→ **Assigned task**: In the text on the SLC4A11 gene below, copy word for word the part from "A series of" to "epithelial cells [41].". Include both of those end phrases.
━━ Text for analysis ━━
The SLC4A11 gene, located on chromosome 20p12, was reported to encode a voltage-regulated, electrogenic sodium-coupled borate cotransporter essential for borate homeostasis, cell growth, and cell proliferation [55]. However, the molecular function of SLC4A11 remains to be clearly elucidated. Recent studies indicate that neither bicarbonate nor borate is a substrate for SLC4A11, but it has been shown to be a NH₃/H⁺ cotransporter with unique properties [84]. Mutations in SLC4A11 have been associated with a number of endothelial corneal dystrophies including recessive congenital hereditary endothelial dystrophy 2 (CHED2), corneal endothelial dystrophy with sensorineural deafness (Harboyan syndrome), and dominant late-onset Fuchs endothelial corneal dystrophy [9, 62, 76, 77].

A series of heterozygous mutations of the SLC4A11 gene are associated with late-onset FECD [62, 70, 77]. In endothelial cells, the transporter is located in the basolateral membrane and was shown to facilitate transmembrane water movement [75]. FECD causal mutations expressed in cells display defective cell surface localization with correlated endoplasmic reticulum accumulation by biochemical assays and confocal immunolocalization [77]. SLC4A11 knockout mice did not show any abnormalities in the endothelium and Descemet membrane with the primary phenotypic change observed in the cornea being an increase in the height of basal epithelial cells [41].
━━━
━━ Supplied material ━━
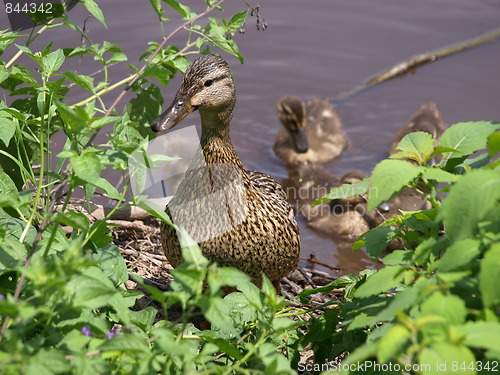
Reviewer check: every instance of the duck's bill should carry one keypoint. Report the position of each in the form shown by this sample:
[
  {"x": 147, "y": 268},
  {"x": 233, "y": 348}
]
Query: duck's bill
[
  {"x": 180, "y": 108},
  {"x": 299, "y": 141}
]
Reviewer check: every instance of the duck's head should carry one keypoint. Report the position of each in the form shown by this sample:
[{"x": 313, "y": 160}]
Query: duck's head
[
  {"x": 292, "y": 114},
  {"x": 207, "y": 86}
]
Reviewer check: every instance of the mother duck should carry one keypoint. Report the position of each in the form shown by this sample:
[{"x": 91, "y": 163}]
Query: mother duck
[{"x": 240, "y": 218}]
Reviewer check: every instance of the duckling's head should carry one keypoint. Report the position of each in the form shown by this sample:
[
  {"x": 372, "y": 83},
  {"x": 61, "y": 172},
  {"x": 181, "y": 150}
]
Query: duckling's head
[
  {"x": 207, "y": 86},
  {"x": 292, "y": 114}
]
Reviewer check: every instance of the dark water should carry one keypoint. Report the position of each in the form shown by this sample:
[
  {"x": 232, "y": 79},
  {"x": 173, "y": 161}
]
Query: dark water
[{"x": 321, "y": 48}]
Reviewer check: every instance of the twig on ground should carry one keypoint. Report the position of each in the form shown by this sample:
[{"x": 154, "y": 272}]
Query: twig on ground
[{"x": 417, "y": 60}]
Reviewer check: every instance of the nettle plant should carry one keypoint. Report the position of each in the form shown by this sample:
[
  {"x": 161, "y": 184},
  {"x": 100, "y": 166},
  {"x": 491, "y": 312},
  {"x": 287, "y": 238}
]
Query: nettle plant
[
  {"x": 436, "y": 302},
  {"x": 63, "y": 304}
]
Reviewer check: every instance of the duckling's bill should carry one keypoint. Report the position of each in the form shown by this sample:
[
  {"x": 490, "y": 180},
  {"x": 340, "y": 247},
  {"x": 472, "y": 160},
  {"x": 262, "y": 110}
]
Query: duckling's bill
[{"x": 180, "y": 108}]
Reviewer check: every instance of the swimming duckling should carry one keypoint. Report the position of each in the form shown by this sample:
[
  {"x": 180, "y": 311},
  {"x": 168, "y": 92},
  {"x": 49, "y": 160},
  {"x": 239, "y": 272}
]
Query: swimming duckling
[
  {"x": 313, "y": 131},
  {"x": 426, "y": 119},
  {"x": 239, "y": 218}
]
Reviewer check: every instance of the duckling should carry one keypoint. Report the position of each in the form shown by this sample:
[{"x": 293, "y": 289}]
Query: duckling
[
  {"x": 239, "y": 218},
  {"x": 426, "y": 119},
  {"x": 339, "y": 217},
  {"x": 313, "y": 131}
]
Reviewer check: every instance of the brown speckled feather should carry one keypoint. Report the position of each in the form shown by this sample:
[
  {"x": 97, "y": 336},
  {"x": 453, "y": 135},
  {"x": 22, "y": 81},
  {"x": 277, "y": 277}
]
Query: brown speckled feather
[{"x": 239, "y": 218}]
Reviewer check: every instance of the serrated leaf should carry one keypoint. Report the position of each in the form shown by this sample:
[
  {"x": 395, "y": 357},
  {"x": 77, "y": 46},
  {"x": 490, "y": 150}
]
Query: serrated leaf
[
  {"x": 381, "y": 281},
  {"x": 70, "y": 118},
  {"x": 112, "y": 263},
  {"x": 449, "y": 306},
  {"x": 388, "y": 178},
  {"x": 74, "y": 219},
  {"x": 87, "y": 166},
  {"x": 420, "y": 144},
  {"x": 472, "y": 197},
  {"x": 90, "y": 292},
  {"x": 225, "y": 276},
  {"x": 392, "y": 343},
  {"x": 467, "y": 137},
  {"x": 377, "y": 239},
  {"x": 7, "y": 129},
  {"x": 344, "y": 191},
  {"x": 81, "y": 80},
  {"x": 481, "y": 335},
  {"x": 489, "y": 277},
  {"x": 6, "y": 184},
  {"x": 459, "y": 255},
  {"x": 439, "y": 175},
  {"x": 216, "y": 311},
  {"x": 335, "y": 284},
  {"x": 94, "y": 9},
  {"x": 126, "y": 343},
  {"x": 183, "y": 10},
  {"x": 53, "y": 61},
  {"x": 494, "y": 144},
  {"x": 105, "y": 185},
  {"x": 440, "y": 356}
]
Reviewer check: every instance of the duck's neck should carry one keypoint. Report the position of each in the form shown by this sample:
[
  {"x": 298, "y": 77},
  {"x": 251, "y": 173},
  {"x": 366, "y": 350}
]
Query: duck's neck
[{"x": 215, "y": 142}]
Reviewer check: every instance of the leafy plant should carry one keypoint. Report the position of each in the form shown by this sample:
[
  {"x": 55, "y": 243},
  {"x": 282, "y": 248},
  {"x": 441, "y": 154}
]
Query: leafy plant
[
  {"x": 63, "y": 303},
  {"x": 435, "y": 305}
]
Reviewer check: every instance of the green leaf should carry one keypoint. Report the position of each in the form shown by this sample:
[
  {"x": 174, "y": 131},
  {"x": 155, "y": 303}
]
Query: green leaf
[
  {"x": 440, "y": 357},
  {"x": 72, "y": 121},
  {"x": 7, "y": 128},
  {"x": 458, "y": 255},
  {"x": 481, "y": 335},
  {"x": 393, "y": 343},
  {"x": 53, "y": 61},
  {"x": 388, "y": 178},
  {"x": 94, "y": 9},
  {"x": 101, "y": 234},
  {"x": 191, "y": 252},
  {"x": 377, "y": 239},
  {"x": 112, "y": 263},
  {"x": 448, "y": 306},
  {"x": 489, "y": 277},
  {"x": 344, "y": 191},
  {"x": 6, "y": 184},
  {"x": 91, "y": 290},
  {"x": 467, "y": 137},
  {"x": 74, "y": 219},
  {"x": 87, "y": 166},
  {"x": 335, "y": 284},
  {"x": 237, "y": 20},
  {"x": 81, "y": 80},
  {"x": 15, "y": 228},
  {"x": 183, "y": 10},
  {"x": 125, "y": 343},
  {"x": 472, "y": 197},
  {"x": 47, "y": 361},
  {"x": 104, "y": 185},
  {"x": 381, "y": 281},
  {"x": 494, "y": 143},
  {"x": 216, "y": 311},
  {"x": 225, "y": 276},
  {"x": 416, "y": 146},
  {"x": 439, "y": 175}
]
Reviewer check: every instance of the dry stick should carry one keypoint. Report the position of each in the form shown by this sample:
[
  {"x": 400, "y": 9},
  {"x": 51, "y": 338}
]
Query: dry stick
[
  {"x": 417, "y": 60},
  {"x": 312, "y": 260},
  {"x": 175, "y": 31},
  {"x": 20, "y": 283}
]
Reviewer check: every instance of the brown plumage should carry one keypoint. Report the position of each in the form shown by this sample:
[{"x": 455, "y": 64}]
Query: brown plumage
[
  {"x": 426, "y": 119},
  {"x": 239, "y": 218},
  {"x": 313, "y": 131}
]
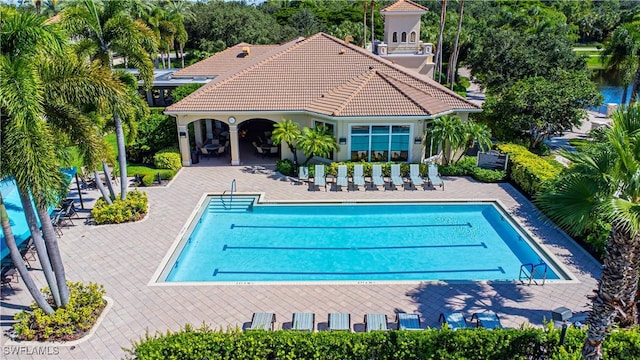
━━━
→ **Task output**:
A series of heterozygous mutations of the SLC4A11 gene are associated with late-onset FECD [62, 70, 77]. In endothelial cells, the transporter is located in the basolateral membrane and was shown to facilitate transmembrane water movement [75]. FECD causal mutations expressed in cells display defective cell surface localization with correlated endoplasmic reticulum accumulation by biochemical assays and confocal immunolocalization [77]. SLC4A11 knockout mice did not show any abnormalities in the endothelium and Descemet membrane with the primary phenotypic change observed in the cornea being an increase in the height of basal epithelial cells [41].